• _Brief_
The listing below is to be output in its exact form.
-- start of Records for the exercise --
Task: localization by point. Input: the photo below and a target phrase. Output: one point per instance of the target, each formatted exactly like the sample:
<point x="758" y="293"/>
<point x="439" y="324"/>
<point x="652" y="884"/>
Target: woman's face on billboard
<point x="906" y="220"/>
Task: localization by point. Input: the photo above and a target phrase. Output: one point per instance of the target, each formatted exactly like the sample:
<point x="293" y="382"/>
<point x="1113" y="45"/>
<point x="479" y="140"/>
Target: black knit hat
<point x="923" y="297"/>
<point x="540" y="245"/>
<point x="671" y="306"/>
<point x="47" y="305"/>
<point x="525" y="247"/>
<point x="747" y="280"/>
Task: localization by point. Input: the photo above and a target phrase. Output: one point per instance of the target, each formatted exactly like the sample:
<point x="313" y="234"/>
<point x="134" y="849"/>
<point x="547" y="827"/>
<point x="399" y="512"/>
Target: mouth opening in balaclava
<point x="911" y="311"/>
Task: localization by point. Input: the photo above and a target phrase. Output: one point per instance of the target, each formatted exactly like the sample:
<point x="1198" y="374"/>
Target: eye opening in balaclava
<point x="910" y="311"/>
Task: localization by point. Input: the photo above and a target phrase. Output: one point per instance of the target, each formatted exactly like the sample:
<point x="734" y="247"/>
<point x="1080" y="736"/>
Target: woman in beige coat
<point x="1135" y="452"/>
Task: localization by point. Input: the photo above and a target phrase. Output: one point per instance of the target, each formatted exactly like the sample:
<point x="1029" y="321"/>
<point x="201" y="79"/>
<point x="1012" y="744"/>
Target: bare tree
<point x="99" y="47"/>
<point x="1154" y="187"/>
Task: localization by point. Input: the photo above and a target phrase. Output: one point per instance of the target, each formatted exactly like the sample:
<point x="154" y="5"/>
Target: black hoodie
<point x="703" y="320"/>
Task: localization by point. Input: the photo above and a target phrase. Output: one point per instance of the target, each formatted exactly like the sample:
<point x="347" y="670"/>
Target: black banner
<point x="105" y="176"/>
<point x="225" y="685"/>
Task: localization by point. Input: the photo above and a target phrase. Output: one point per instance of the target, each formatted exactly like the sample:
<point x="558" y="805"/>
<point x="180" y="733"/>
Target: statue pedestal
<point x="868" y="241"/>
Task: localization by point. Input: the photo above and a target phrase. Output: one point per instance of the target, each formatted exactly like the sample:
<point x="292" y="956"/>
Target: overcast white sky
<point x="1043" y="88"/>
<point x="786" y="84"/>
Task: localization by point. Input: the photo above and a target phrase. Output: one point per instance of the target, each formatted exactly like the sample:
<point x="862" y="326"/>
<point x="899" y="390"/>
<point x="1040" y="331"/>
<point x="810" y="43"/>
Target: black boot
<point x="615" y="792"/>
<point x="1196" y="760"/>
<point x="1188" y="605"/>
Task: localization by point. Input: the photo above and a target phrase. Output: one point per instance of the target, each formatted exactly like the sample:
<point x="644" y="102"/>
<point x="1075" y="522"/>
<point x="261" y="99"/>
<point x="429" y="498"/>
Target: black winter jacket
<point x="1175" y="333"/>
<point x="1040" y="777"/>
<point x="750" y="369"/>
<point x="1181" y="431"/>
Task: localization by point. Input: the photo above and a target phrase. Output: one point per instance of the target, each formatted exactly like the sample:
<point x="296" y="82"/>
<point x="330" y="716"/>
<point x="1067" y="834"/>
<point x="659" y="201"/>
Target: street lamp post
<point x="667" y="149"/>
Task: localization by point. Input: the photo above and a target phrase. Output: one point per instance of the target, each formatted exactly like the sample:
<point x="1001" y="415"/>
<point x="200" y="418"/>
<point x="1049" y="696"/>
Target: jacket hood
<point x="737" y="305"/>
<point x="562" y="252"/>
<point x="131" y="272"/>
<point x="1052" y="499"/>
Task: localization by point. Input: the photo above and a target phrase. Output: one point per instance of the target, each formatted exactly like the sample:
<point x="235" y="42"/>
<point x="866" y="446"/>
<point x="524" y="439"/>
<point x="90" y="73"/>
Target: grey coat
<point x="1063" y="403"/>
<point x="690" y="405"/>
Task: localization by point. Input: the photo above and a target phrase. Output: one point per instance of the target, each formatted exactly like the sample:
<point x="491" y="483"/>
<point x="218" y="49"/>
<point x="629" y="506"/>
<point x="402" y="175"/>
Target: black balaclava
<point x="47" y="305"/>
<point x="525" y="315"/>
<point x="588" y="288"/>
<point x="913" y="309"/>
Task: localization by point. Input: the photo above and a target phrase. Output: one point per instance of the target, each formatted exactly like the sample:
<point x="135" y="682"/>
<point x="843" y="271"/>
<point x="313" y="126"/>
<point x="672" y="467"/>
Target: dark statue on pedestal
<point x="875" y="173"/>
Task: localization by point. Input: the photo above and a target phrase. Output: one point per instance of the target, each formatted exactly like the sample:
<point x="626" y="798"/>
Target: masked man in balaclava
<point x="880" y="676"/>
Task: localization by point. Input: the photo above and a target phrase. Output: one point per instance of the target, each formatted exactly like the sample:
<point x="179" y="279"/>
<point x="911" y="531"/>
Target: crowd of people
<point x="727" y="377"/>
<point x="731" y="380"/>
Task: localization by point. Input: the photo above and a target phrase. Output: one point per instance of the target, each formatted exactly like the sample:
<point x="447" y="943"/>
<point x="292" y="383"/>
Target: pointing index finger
-- end of Records for the exercise --
• _Result_
Task: localization by point. Input: the photo below and a target phrase. Output: one point per instance of the target, each formatted exactly like the sample:
<point x="758" y="293"/>
<point x="439" y="324"/>
<point x="652" y="884"/>
Target: woman's face on billboard
<point x="906" y="220"/>
Task: localization by point. Input: the photo above and a target phrase. Output: one point per instance of the target, each formatted exactly like the sample:
<point x="293" y="382"/>
<point x="1113" y="45"/>
<point x="479" y="140"/>
Target: black knit hat
<point x="923" y="297"/>
<point x="540" y="245"/>
<point x="671" y="306"/>
<point x="47" y="305"/>
<point x="525" y="247"/>
<point x="747" y="280"/>
Task: localization by point. Input: the photo above and a target phrase. Output: one point per instance of the target, each formatted exactly like the sample:
<point x="313" y="234"/>
<point x="134" y="849"/>
<point x="547" y="827"/>
<point x="399" y="512"/>
Target: mouth opening in balaclava
<point x="911" y="311"/>
Task: localization by point. Input: the photo above and a target phrase. Output: one point per instance of the target, each formatted exactly like the sample:
<point x="1198" y="374"/>
Target: eye opening in balaclava
<point x="910" y="311"/>
Task: localization by point. Input: the photo above and a target phrase. Output: one point per instance of the target, each formatted exactly like the sample:
<point x="734" y="247"/>
<point x="1080" y="736"/>
Target: woman in beige coat
<point x="1135" y="452"/>
Task: localization by point. Input: the photo above and a target phrase. Output: one point per instance of the target, each formatted exactly like the sample:
<point x="1029" y="321"/>
<point x="201" y="79"/>
<point x="1012" y="744"/>
Target: bare tree
<point x="99" y="47"/>
<point x="1154" y="187"/>
Task: localization by point. Input: the photo above and a target phrase. Output: one point per instance of the target, each formatted exactly like the sample:
<point x="154" y="5"/>
Target: black hoodie
<point x="703" y="320"/>
Task: localization by point. Input: the photo above and a target phrase. Output: one point per instance of the target, each formatted exactly like the sample:
<point x="347" y="670"/>
Target: black banner
<point x="105" y="176"/>
<point x="225" y="685"/>
Task: localization by point. Input: the photo above and a target phrase. Output: one point per instance of the target, each formatted exactly like the sample:
<point x="558" y="805"/>
<point x="180" y="733"/>
Target: statue pedestal
<point x="868" y="241"/>
Task: localization by point. Input: the photo above and a target phrase. Output: one point per instance of the target, each formatted exactly like the sample:
<point x="292" y="956"/>
Target: overcast white sky
<point x="1043" y="88"/>
<point x="786" y="84"/>
Task: localization by point. Input: the photo above and a target phrase. Output: one point per instance of the target, each formatted exactly like the sample:
<point x="862" y="326"/>
<point x="899" y="390"/>
<point x="1040" y="331"/>
<point x="810" y="43"/>
Target: black boot
<point x="615" y="792"/>
<point x="1196" y="760"/>
<point x="1188" y="605"/>
Task: localization by point. Input: the photo above and a target phrase. Output: one point per instance of the target, each formatted exactly like the sample:
<point x="644" y="102"/>
<point x="1075" y="522"/>
<point x="261" y="99"/>
<point x="429" y="498"/>
Target: black winter jacket
<point x="1175" y="333"/>
<point x="1040" y="777"/>
<point x="750" y="369"/>
<point x="1181" y="431"/>
Task: localization by point. Input: the photo above and a target phrase. Output: one point per instance of the target, each formatted exactly like the sample:
<point x="296" y="82"/>
<point x="330" y="716"/>
<point x="1067" y="834"/>
<point x="659" y="201"/>
Target: street lamp post
<point x="667" y="149"/>
Task: localization by point. Input: the photo above and a target phrase. Output: one point per instance of the target, each formatted exactly like the sample:
<point x="1001" y="415"/>
<point x="200" y="418"/>
<point x="1049" y="696"/>
Target: jacket hood
<point x="737" y="305"/>
<point x="562" y="252"/>
<point x="131" y="272"/>
<point x="1052" y="499"/>
Task: localization by point. Input: the photo above and a target phrase. Output: one point per instance of the target, each formatted exactly like the sample:
<point x="235" y="42"/>
<point x="866" y="446"/>
<point x="524" y="439"/>
<point x="90" y="73"/>
Target: grey coat
<point x="1063" y="403"/>
<point x="690" y="405"/>
Task: localization by point. Input: the photo above and a target phrase. Output: one point per instance of the target, each formatted exactly like the sample:
<point x="491" y="483"/>
<point x="218" y="49"/>
<point x="629" y="506"/>
<point x="402" y="175"/>
Target: black balaclava
<point x="47" y="305"/>
<point x="525" y="315"/>
<point x="588" y="288"/>
<point x="913" y="309"/>
Task: localization by point. Input: the photo above and a target phrase. Output: one point per instance of the target, each formatted exactly like the sample:
<point x="135" y="682"/>
<point x="843" y="271"/>
<point x="313" y="126"/>
<point x="672" y="467"/>
Target: dark statue on pedestal
<point x="875" y="173"/>
Task: localization by point. Input: the photo above and a target phrase. Output: one point per instance of the target, each formatted exactly like the sample:
<point x="626" y="798"/>
Target: masked man in balaclava
<point x="880" y="676"/>
Task: localization by point. Input: the photo above and a target phrase. Output: one point per instance of the target, each formatted exactly like the sample:
<point x="179" y="279"/>
<point x="911" y="531"/>
Target: crowd of people
<point x="727" y="377"/>
<point x="731" y="380"/>
Task: localization by point. Input: the photo above and a target phrase. Output: one point per instance of the target, each formatted exactly like the sample:
<point x="447" y="943"/>
<point x="292" y="383"/>
Target: pointing index finger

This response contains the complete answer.